(EXERCISE DESCRIPTION) Copy the records word for word, from the line containing "of the snowy" through the line containing "<point>547,470</point>", including both of those lines.

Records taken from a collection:
#####
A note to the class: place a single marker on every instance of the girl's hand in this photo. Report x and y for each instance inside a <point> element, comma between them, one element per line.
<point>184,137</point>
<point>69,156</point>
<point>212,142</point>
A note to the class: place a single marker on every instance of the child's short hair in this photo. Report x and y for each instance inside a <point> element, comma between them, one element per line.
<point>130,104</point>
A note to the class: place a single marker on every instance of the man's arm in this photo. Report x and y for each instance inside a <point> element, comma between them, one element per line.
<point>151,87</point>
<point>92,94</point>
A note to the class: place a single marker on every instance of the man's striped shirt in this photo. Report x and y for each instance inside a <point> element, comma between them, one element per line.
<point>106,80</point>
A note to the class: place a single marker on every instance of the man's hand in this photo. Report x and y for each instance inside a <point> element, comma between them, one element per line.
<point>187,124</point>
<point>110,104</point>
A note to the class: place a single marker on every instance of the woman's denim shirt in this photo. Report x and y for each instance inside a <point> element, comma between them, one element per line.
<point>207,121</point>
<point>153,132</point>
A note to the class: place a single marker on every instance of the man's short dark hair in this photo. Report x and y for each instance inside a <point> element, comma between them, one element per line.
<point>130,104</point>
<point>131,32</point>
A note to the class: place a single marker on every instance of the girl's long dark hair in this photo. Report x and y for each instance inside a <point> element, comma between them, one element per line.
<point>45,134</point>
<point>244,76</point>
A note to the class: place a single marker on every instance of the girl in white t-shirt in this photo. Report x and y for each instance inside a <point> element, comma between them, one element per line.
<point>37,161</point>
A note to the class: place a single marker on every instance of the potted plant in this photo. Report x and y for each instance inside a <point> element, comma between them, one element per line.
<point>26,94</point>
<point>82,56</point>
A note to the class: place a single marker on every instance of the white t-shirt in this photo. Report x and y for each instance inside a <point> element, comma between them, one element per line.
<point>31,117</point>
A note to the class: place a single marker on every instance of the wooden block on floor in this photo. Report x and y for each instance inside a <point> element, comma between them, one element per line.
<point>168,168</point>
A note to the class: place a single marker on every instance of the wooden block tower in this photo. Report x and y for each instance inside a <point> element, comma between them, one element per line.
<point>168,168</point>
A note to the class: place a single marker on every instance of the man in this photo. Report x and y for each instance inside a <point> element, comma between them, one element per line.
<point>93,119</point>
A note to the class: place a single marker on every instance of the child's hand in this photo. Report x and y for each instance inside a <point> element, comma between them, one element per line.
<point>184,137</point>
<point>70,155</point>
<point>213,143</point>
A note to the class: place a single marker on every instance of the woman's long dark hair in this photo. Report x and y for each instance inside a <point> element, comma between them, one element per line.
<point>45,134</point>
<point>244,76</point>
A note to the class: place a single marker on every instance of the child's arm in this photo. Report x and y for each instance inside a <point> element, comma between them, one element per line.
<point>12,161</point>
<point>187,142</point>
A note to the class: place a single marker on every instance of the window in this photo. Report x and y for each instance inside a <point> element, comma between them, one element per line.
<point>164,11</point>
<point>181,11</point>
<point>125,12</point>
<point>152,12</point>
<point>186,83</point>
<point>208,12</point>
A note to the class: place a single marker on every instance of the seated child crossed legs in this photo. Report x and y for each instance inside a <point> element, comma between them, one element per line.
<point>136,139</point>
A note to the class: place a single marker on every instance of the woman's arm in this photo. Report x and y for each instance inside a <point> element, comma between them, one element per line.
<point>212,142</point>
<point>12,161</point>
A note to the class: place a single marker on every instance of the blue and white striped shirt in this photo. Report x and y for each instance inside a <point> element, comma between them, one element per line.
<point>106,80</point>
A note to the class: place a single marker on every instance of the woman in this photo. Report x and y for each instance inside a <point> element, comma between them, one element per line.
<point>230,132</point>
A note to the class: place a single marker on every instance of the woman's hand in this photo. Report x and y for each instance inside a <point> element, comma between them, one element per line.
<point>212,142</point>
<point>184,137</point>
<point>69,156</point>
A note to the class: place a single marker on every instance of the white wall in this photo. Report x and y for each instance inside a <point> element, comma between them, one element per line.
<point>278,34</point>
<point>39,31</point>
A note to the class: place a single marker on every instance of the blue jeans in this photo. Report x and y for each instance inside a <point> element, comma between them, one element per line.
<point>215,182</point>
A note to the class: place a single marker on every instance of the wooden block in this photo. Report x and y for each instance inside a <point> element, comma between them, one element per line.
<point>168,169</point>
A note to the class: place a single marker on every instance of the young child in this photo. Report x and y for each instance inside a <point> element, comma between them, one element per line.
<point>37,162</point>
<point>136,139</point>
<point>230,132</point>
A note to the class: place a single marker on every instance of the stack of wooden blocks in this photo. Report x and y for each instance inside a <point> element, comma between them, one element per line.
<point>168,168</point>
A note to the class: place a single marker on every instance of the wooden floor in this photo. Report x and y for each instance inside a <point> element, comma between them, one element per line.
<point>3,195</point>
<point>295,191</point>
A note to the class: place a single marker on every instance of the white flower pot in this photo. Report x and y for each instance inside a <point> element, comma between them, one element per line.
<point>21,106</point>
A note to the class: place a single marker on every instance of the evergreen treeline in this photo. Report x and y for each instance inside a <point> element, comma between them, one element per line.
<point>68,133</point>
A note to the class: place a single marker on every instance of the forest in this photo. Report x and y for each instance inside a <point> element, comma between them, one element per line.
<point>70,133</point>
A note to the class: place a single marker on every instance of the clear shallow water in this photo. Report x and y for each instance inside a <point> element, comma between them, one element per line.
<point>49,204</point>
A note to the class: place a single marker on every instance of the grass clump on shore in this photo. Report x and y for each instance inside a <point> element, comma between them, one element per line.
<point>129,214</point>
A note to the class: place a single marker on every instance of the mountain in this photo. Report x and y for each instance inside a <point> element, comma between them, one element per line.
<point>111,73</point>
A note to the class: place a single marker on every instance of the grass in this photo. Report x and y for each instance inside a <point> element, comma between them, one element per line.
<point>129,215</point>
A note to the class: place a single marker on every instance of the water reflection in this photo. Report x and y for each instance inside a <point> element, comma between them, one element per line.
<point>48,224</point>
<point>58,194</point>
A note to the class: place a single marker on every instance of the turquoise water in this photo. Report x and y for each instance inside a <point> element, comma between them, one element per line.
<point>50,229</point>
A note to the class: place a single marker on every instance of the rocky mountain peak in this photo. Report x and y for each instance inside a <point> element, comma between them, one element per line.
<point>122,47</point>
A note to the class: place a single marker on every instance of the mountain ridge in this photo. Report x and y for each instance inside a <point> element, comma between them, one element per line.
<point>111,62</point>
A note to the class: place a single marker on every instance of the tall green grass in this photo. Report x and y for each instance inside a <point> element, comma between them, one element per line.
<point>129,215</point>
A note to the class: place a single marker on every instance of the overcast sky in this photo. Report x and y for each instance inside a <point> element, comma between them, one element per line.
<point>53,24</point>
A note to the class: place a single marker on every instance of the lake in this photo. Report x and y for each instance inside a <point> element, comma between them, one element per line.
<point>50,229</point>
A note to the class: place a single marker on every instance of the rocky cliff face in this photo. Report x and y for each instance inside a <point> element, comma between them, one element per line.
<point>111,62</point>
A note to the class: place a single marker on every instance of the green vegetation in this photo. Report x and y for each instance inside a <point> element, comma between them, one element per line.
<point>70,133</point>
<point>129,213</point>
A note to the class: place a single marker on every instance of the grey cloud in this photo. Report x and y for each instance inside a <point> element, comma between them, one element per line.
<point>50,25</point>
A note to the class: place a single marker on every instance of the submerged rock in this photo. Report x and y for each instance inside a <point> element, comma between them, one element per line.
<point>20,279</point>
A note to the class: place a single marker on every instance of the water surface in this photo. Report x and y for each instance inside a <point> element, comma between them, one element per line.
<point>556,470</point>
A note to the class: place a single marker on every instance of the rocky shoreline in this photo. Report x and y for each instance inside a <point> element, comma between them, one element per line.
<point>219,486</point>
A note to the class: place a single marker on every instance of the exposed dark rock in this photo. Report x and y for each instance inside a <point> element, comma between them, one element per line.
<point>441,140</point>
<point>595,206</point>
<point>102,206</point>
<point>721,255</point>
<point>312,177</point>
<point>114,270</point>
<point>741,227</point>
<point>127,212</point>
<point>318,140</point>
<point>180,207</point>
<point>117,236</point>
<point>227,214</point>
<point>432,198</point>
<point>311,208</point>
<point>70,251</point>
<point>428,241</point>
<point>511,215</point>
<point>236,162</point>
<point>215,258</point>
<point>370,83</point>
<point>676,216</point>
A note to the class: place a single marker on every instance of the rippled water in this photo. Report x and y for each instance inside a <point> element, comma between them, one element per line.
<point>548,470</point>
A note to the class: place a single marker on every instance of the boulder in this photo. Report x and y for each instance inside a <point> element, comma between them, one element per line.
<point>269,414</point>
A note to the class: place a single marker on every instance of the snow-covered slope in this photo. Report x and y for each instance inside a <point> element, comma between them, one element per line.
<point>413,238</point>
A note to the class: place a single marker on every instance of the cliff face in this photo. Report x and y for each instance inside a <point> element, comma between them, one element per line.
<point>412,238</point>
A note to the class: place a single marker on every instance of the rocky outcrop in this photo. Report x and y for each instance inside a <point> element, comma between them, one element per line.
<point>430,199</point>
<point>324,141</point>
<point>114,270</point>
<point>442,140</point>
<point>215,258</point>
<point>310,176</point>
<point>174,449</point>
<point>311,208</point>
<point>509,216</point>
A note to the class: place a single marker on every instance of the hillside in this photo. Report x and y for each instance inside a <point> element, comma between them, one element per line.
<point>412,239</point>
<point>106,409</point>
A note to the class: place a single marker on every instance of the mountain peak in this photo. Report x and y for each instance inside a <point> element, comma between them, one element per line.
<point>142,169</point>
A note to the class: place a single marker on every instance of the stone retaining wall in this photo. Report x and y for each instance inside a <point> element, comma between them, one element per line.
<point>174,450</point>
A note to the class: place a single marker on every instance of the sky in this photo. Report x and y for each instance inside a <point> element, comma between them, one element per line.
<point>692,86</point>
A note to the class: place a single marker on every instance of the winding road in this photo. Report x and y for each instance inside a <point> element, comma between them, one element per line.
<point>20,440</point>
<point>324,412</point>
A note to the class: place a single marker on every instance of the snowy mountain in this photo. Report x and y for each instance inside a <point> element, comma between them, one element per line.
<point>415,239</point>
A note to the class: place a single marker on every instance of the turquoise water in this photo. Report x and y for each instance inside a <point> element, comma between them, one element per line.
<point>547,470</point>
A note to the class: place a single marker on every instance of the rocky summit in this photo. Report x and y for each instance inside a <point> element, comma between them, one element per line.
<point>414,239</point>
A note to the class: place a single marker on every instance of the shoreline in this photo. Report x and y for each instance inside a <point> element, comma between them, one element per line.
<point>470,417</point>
#####
(THE OUTPUT)
A note to the class: place a single marker on every instance of the snowy mountain in this photo. Report x and y for each instance inside a <point> element, comma between them, one element per line.
<point>415,239</point>
A note to the class: place a single marker on every instance of the turquoise water in this photo. Report x and y for each instance inside a <point> element, comma between them, one element per line.
<point>547,470</point>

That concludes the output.